* Begin Passage given *
EDIT 2: Some further investigation shows that CLISP's behaviour varies depending upon whether the code is interpreted directly or whether it's first compiled and then interpreted. You can see the difference by either directly loading a Lisp file in CLISP or by first calling compile-file on it and then loading the FASL.
You can see what's going on by looking at the first restart that CLISP offers. It says something like "Input a value to be used instead of (FDEFINITION '#:G3219)." So for compiled code, CLISP quotes the symbol and refers to it by name.
It seems though that this behaviour is standard-conforming. The following definition can be found in the HyperSpec:
function designator n. a designator for a function; that is, an object that denotes a function and that is one of: a symbol (denoting the function named by that symbol in the global environment), or a function (denoting itself). The consequences are undefined if a symbol is used as a function designator but it does not have a global definition as a function, or it has a global definition as a macro or a special form. See also extended function designator.
I think an uninterned symbol matches the "a symbol is used as a function designator but it does not have a global definition as a function" case for unspecified consequences.
* End Passage given *
Aim 1:
According to the passage on CLISP, what does CLISP's behavior vary depending on?
* Begin Records supplied *
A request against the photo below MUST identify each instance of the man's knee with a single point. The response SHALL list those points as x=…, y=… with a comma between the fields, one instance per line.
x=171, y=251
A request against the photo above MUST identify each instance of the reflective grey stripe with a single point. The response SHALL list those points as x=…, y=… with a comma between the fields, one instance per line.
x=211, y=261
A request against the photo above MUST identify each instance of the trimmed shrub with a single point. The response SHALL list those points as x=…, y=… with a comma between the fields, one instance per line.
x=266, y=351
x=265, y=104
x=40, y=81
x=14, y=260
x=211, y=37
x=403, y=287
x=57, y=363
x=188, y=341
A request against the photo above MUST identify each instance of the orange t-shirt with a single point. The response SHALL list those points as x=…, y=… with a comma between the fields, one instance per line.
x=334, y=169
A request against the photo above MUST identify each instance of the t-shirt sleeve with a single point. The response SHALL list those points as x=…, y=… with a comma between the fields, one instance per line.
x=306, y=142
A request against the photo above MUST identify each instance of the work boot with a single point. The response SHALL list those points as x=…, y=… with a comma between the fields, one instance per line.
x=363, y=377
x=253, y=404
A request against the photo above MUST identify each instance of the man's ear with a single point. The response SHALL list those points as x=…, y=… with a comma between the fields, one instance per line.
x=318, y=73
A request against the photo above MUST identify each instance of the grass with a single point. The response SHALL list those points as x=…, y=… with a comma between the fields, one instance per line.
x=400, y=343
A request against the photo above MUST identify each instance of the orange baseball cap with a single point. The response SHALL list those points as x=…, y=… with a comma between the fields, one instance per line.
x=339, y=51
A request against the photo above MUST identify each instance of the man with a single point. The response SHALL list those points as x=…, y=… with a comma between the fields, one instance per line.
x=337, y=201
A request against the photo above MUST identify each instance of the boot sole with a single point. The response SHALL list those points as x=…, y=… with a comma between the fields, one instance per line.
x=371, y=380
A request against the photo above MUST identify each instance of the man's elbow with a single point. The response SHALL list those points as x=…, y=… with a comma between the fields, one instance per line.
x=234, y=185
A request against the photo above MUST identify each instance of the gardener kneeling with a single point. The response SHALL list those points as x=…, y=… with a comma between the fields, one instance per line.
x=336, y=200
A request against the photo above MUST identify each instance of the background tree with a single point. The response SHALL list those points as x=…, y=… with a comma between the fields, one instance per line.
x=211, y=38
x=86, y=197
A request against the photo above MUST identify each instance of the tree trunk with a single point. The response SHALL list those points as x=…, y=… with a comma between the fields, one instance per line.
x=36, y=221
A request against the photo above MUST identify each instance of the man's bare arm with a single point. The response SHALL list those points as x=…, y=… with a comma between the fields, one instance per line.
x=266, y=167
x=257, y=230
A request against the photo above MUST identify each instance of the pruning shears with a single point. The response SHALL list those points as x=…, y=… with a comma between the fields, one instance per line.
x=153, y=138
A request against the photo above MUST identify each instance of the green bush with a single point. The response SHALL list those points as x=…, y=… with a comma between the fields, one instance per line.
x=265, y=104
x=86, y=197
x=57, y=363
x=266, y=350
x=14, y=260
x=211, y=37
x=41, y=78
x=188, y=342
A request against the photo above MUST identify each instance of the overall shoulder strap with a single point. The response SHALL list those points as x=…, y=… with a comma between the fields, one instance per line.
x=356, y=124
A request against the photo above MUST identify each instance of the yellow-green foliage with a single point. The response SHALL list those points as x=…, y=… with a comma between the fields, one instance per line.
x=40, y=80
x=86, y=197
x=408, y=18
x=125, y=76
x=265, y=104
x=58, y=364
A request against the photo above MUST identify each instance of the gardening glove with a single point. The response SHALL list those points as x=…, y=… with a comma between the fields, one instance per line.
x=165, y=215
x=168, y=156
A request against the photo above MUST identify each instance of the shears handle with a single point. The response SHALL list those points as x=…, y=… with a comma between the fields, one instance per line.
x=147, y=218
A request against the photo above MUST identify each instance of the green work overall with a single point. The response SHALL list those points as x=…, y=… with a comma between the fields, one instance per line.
* End Records supplied *
Aim 2:
Add 40 to every coordinate in the answers in the listing between the lines holding "the man's bare" and "x=257, y=230", inclusive. Reproduce only those lines, requests included.

Response 1:
Whether the code is interpreted directly or is first compiled and then interpreted.

Response 2:
A request against the photo above MUST identify each instance of the man's bare arm with a single point. The response SHALL list those points as x=…, y=… with a comma between the fields, one instance per line.
x=306, y=207
x=297, y=270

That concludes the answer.